** DOCUMENT EXCERPT **
*** Block opens ***

Future of Technical Services

Juliane Schneider, Academic & IT Divisions

I’ve been a cataloger/data wrangler for much of my admittedly weird career.  I’ve never worked in a basement (always ground floor), but I speak MARC.  I can tell you that, after hearing the despairing pleas of thousands of dietary voices, MeSH has recently changed the heading “Cookery” to “Cooking.”  “Fleas” are now “Siphonaptera” which is quite the evocative term.

After 15 years of being all tech-servicey in a web startup, insurance library, medical center, religious headquarters, and publisher, cataloging is still about to be dead, our jobs are about to go away any second, and we remain undervalued, even by our fellow librarians.

Ah, Tech Services.  We are the emo band of librarians.

We make resources easily discoverable, available, downloadable and deliverable, and when we do our jobs well, we become invisible.  But–BUT–the LMS-es we deal with are becoming obsolete for our users.  No longer must they wade into separate libraries to use disparate databases; here at Harvard, 70+ libraries are in one catalog. Our fancy new Aquabrowser delivers Googlized results, but I can’t find what I want in there, and I’m the one who cataloged the stuff!

Here is our Opportunity!  We could work with the reference staff to create smaller, savvier, discoverable bits of resources tailored to local users. To do this, good cataloging is crucial to create the crosswalks for the records to go wherever the information needs to be presented, in a way that makes sense to individual users.

*** Block closes ***

[Dataset excerpts]
*** Block opens ***

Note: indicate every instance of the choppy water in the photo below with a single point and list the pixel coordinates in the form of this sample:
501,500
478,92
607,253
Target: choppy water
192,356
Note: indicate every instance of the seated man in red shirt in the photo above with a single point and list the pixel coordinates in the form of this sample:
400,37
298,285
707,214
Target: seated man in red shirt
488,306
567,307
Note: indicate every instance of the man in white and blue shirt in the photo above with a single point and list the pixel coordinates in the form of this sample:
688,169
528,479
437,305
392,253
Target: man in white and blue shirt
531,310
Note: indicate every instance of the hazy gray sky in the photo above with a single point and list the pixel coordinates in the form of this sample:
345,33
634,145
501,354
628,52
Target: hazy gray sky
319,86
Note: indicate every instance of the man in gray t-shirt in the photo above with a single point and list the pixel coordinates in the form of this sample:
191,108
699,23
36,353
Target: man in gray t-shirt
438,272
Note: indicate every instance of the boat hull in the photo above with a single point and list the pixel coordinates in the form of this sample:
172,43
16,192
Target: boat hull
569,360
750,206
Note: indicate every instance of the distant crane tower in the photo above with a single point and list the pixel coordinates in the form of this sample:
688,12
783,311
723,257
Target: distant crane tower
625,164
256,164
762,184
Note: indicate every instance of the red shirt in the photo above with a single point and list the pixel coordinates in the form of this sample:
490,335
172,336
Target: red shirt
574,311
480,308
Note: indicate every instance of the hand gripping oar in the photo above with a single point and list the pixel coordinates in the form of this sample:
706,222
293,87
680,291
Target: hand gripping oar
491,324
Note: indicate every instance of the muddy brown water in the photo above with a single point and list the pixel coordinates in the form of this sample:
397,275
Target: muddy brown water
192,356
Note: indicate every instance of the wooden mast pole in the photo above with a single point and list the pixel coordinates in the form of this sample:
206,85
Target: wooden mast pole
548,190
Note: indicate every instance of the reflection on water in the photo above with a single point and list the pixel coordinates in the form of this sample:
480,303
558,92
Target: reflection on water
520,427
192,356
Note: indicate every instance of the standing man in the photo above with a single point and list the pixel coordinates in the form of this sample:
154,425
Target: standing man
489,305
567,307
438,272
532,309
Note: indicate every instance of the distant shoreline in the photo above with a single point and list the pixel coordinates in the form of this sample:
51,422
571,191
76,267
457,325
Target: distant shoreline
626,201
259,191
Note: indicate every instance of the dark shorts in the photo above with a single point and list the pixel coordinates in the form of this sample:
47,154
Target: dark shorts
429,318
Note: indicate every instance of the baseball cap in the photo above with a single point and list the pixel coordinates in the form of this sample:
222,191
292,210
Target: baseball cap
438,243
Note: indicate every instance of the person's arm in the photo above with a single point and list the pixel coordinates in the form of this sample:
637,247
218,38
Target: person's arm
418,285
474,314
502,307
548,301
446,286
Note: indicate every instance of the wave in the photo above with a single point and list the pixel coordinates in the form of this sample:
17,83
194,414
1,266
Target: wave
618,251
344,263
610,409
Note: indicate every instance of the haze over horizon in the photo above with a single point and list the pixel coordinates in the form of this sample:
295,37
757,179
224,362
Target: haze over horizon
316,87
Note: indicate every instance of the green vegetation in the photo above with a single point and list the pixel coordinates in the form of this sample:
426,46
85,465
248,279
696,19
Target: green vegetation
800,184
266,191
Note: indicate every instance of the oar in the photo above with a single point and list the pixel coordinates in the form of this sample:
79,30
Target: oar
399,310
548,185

*** Block closes ***

** REQUIRED ACTION **
According to the text on the future of technical services, how many libraries at Harvard are in one catalog?

** SOLUTION TO THIS EXERCISE **
More than 70 libraries.